### STATED GOAL 1
Return each line of the entries below that contains the word "every".

### PASSAGE SHOWN
I find it somewhat surprising that the author of Gradus ad Parnassum, sive manuductio ad Compositionem Musicae Regularem (1725) produced so relatively little music for keyboard. His famous primer on counterpoint was the go-to textbook of its time for that art, and proved crucial in the training of both Mozart and Beethoven. Fux was clearly a revered figure of his time (indeed the legendary Ludwig von Köchel later provided one of many catalogues for his oeuvre). He rose from peasant stock to essentially being talent-spotted by Emperor Leopold I in Vienna who had apparently been taken by Fux’s Masses. In terms of recordings it could be argued he is still somewhat under-represented in the catalogues despite sporadic releases of note – one example was last year’s issue on Ricercar, partly dedicated to his splendid Kaiserrrequiem in a revelatory recording by Vox Luminis under Lionel Meunier, coupled with the equally fascinating Requiem by J.C. Kerll.
Filippo Emanuele Ravizza has featured in recordings of obscure harpsichord repertoire before – including the complete harpsichord works of Giovanni Platti, (the Musicweb review can be found here) and works by Domenico Alberti (of Alberti bass fame), both on the Concerto label. He has provided the notes for this Fux disc, and correctly points out that these multi-movement works offer a seamless blend of French and German styles. Having said that, while these pieces are never less than formally convincing, for some listeners the music itself might seem easier to admire than to love.

### RECORDS FOR THIS EXERCISE
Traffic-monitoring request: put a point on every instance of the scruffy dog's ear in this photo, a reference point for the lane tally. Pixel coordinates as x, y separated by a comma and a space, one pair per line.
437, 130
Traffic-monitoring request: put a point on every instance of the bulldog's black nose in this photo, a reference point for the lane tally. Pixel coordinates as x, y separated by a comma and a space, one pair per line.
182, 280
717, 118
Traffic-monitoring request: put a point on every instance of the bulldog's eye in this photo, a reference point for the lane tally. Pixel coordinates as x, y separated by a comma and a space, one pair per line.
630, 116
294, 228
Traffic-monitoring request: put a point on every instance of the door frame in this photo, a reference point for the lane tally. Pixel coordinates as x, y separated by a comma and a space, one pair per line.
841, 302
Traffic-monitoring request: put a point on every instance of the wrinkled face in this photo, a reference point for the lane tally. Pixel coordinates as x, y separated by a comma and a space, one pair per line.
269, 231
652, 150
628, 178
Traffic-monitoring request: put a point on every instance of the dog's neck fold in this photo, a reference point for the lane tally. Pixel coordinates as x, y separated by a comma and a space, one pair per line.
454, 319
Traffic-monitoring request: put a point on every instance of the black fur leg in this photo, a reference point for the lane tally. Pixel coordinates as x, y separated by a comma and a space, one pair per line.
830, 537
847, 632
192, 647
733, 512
---
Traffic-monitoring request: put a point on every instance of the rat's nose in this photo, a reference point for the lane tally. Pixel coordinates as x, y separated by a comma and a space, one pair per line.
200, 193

### STATED GOAL 2
Translate this sentence from the Fux review into Spanish: "He has provided the notes for this Fux disc, and correctly points out that these multi-movement works offer a seamless blend of French and German styles."

### WRITTEN ANSWER 1
Traffic-monitoring request: put a point on every instance of the scruffy dog's ear in this photo, a reference point for the lane tally. Pixel coordinates as x, y separated by a comma and a space, one pair per line.
Traffic-monitoring request: put a point on every instance of the bulldog's black nose in this photo, a reference point for the lane tally. Pixel coordinates as x, y separated by a comma and a space, one pair per line.
Traffic-monitoring request: put a point on every instance of the bulldog's eye in this photo, a reference point for the lane tally. Pixel coordinates as x, y separated by a comma and a space, one pair per line.
Traffic-monitoring request: put a point on every instance of the door frame in this photo, a reference point for the lane tally. Pixel coordinates as x, y separated by a comma and a space, one pair per line.
Traffic-monitoring request: put a point on every instance of the wrinkled face in this photo, a reference point for the lane tally. Pixel coordinates as x, y separated by a comma and a space, one pair per line.
Traffic-monitoring request: put a point on every instance of the dog's neck fold in this photo, a reference point for the lane tally. Pixel coordinates as x, y separated by a comma and a space, one pair per line.
Traffic-monitoring request: put a point on every instance of the black fur leg in this photo, a reference point for the lane tally. Pixel coordinates as x, y separated by a comma and a space, one pair per line.
Traffic-monitoring request: put a point on every instance of the rat's nose in this photo, a reference point for the lane tally. Pixel coordinates as x, y separated by a comma and a space, one pair per line.

### WRITTEN ANSWER 2
Ha escrito las notas de este disco de Fux y señala acertadamente que estas obras en varios movimientos ofrecen una mezcla fluida de los estilos francés y alemán.